*** Opening of The input ***

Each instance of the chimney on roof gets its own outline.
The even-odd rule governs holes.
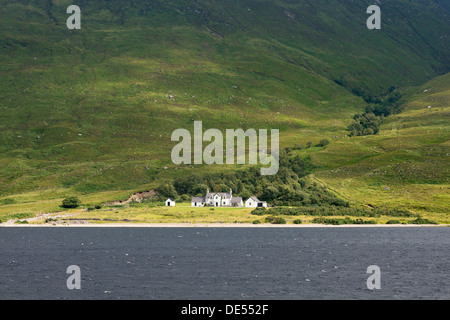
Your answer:
[[[230,194],[233,195],[233,190],[231,190],[231,188],[230,188]]]

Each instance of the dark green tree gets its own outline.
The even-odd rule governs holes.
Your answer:
[[[68,198],[65,198],[62,202],[63,208],[67,208],[67,209],[78,208],[80,205],[81,205],[81,201],[77,197],[68,197]]]
[[[280,193],[278,192],[277,188],[269,186],[263,190],[261,199],[264,201],[272,201],[273,199],[278,198],[279,194]]]
[[[161,198],[176,199],[178,196],[175,187],[170,182],[161,184],[158,188],[156,188],[156,191],[158,191]]]

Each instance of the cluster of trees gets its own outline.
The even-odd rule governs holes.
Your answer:
[[[369,104],[366,107],[366,112],[372,112],[377,117],[388,117],[391,114],[397,114],[402,110],[400,103],[401,98],[402,95],[400,92],[392,93],[386,96],[386,99],[381,103]]]
[[[396,86],[391,86],[385,94],[374,96],[362,87],[353,86],[342,76],[334,81],[368,103],[363,114],[353,116],[353,122],[347,128],[350,136],[377,134],[385,117],[401,111],[402,94]]]
[[[361,97],[368,104],[372,105],[394,106],[402,97],[402,95],[397,92],[398,88],[396,86],[391,86],[384,94],[375,96],[366,89],[357,85],[355,86],[352,81],[348,81],[343,76],[340,76],[339,79],[335,79],[334,82],[352,92],[354,95]]]
[[[350,131],[350,136],[377,134],[385,117],[401,111],[400,100],[402,95],[400,92],[393,92],[395,89],[395,87],[391,87],[389,93],[383,99],[374,99],[372,96],[368,100],[364,99],[370,104],[363,114],[353,116],[353,122],[347,129]]]
[[[325,143],[325,142],[324,142]],[[156,191],[163,198],[190,201],[192,196],[204,196],[207,189],[229,192],[244,199],[256,196],[274,205],[337,205],[348,203],[304,177],[310,172],[309,159],[302,159],[286,150],[280,151],[280,169],[273,176],[261,176],[256,167],[233,173],[191,175],[160,185]]]
[[[348,126],[350,136],[367,136],[377,134],[380,131],[380,125],[383,122],[384,116],[376,116],[372,112],[365,112],[363,114],[355,114],[353,122]]]
[[[352,89],[352,92],[358,97],[363,98],[365,102],[372,106],[385,106],[386,108],[380,108],[381,110],[385,110],[383,113],[386,116],[386,113],[392,112],[395,107],[397,107],[397,102],[402,98],[400,92],[397,92],[397,87],[392,86],[388,89],[388,91],[381,96],[373,96],[369,92],[365,91],[361,87],[356,87]],[[390,109],[390,111],[388,111]]]

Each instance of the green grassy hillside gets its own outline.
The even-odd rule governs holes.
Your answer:
[[[374,136],[335,141],[312,155],[316,178],[354,204],[449,219],[450,74],[420,86]],[[450,220],[448,220],[450,221]]]
[[[71,4],[81,7],[81,30],[66,28]],[[348,89],[377,96],[396,86],[408,96],[450,70],[448,5],[383,1],[382,30],[366,28],[368,5],[1,0],[0,196],[18,202],[2,210],[66,194],[111,200],[193,172],[234,170],[171,163],[172,131],[192,130],[195,120],[204,128],[278,128],[281,147],[330,140],[325,150],[301,153],[318,179],[355,202],[379,199],[384,184],[441,190],[448,126],[434,107],[410,109],[434,91],[411,97],[380,135],[347,138],[345,129],[367,105]],[[448,90],[448,77],[435,81]],[[428,150],[435,146],[440,151]],[[382,178],[367,176],[390,164]],[[336,174],[347,168],[350,177]],[[358,193],[358,183],[375,185],[373,192]],[[396,190],[391,202],[408,206]]]

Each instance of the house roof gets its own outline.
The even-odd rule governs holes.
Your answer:
[[[173,200],[172,198],[168,198],[166,201],[168,201],[168,200],[175,202],[175,200]]]
[[[232,197],[231,198],[231,203],[240,203],[240,202],[242,202],[241,197]]]
[[[261,201],[258,200],[257,197],[250,197],[250,198],[247,199],[247,201],[250,200],[250,199],[255,201],[255,202],[261,202]]]
[[[191,202],[205,202],[205,197],[192,197]]]
[[[215,195],[219,195],[221,198],[223,199],[231,199],[233,196],[231,195],[231,193],[226,193],[226,192],[210,192],[206,194],[206,198],[210,199],[210,198],[214,198]]]

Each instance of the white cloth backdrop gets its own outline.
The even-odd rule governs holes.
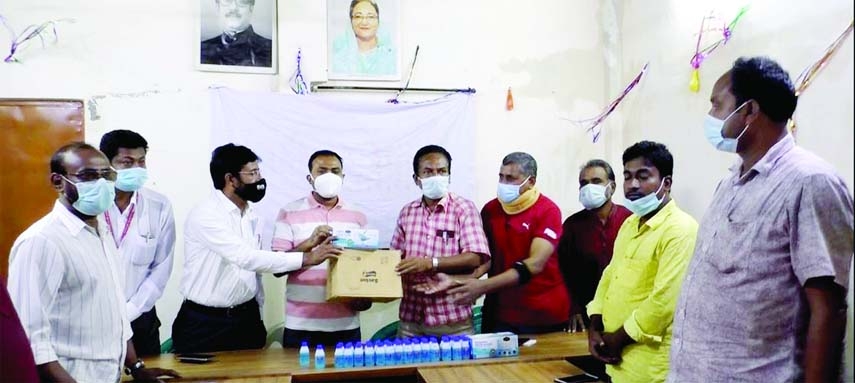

*** Close of The input ***

**Work required:**
Check each line of the listing above. Copy it if it holds the string "gets".

**Result for this task:**
Each instance of the chimney on roof gets its own outline.
Each instance of the dark green tree gets its own outline.
Each instance of the cluster of trees gets its own outline.
Each instance of the green grassy hillside gets its own outline.
Each instance of the house roof gets its own outline.
Each instance of the white cloth backdrop gets its own outline.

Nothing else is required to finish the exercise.